• _Stated task_: Print every line of the data below verbatim, but leave out the pictures.

• _Entries shown_:

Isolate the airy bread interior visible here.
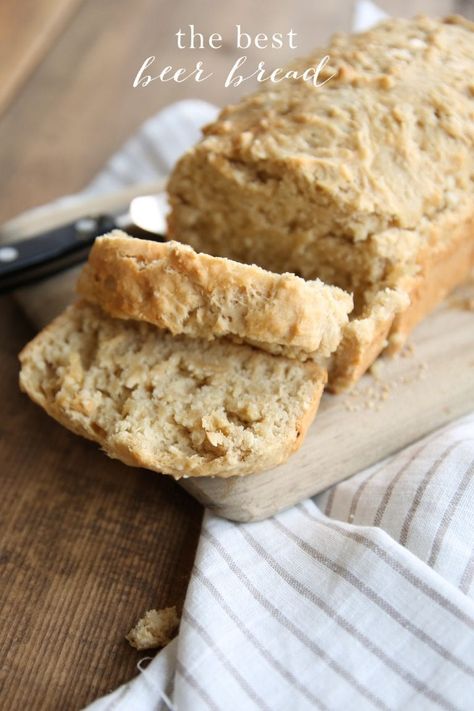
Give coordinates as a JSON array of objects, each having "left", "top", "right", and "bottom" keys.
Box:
[{"left": 20, "top": 302, "right": 326, "bottom": 478}]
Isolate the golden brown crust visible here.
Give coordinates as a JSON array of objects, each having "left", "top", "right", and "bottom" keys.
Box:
[
  {"left": 20, "top": 302, "right": 327, "bottom": 478},
  {"left": 77, "top": 231, "right": 353, "bottom": 360},
  {"left": 387, "top": 211, "right": 474, "bottom": 355},
  {"left": 328, "top": 289, "right": 409, "bottom": 393}
]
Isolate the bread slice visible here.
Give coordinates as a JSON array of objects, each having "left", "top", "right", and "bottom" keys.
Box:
[
  {"left": 20, "top": 301, "right": 326, "bottom": 478},
  {"left": 168, "top": 17, "right": 474, "bottom": 390},
  {"left": 77, "top": 230, "right": 353, "bottom": 360}
]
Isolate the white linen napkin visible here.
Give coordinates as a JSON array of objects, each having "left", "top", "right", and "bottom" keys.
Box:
[
  {"left": 82, "top": 102, "right": 474, "bottom": 711},
  {"left": 89, "top": 414, "right": 474, "bottom": 711},
  {"left": 27, "top": 0, "right": 464, "bottom": 711}
]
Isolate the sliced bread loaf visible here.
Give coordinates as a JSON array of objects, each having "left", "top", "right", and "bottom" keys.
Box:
[
  {"left": 168, "top": 17, "right": 474, "bottom": 389},
  {"left": 20, "top": 302, "right": 326, "bottom": 478},
  {"left": 77, "top": 230, "right": 353, "bottom": 360}
]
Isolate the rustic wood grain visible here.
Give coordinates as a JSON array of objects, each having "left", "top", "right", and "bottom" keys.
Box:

• _Output of the exercise_:
Isolate the airy bread interior visible here.
Give coordinates as a JSON array of objects, each having "left", "top", "right", and "bottom" keys.
Box:
[{"left": 20, "top": 302, "right": 326, "bottom": 478}]
Isolate the golden brown crust visible here.
Give coordinates as a JSON array of objects, each having "left", "top", "right", and "bottom" keys.
Box:
[
  {"left": 20, "top": 302, "right": 327, "bottom": 478},
  {"left": 77, "top": 231, "right": 353, "bottom": 360},
  {"left": 387, "top": 211, "right": 474, "bottom": 355},
  {"left": 328, "top": 289, "right": 409, "bottom": 393}
]
Isolate the bread slice visible here.
Give coordinates as a JSON array of objects, each having "left", "top", "right", and "bottom" keys.
Box:
[
  {"left": 20, "top": 301, "right": 326, "bottom": 478},
  {"left": 168, "top": 17, "right": 474, "bottom": 390},
  {"left": 77, "top": 230, "right": 353, "bottom": 360}
]
Isolate the white linen napkin visible here.
Give coordinates as a JSON array of objects, each having "left", "top", "right", and "bottom" keys.
Box:
[
  {"left": 82, "top": 102, "right": 474, "bottom": 711},
  {"left": 89, "top": 414, "right": 474, "bottom": 711},
  {"left": 27, "top": 0, "right": 464, "bottom": 711}
]
Isolate the sliced bread loaf visible here.
Give coordinates as a JSON array of objects, each having "left", "top", "right", and "bottom" keys.
Box:
[
  {"left": 168, "top": 17, "right": 474, "bottom": 389},
  {"left": 20, "top": 302, "right": 326, "bottom": 478},
  {"left": 77, "top": 230, "right": 353, "bottom": 360}
]
Isolate the rustic wood grain visible here.
Give coordinates as a JSON array of objects, each having "left", "top", "right", and "bottom" keys.
Box:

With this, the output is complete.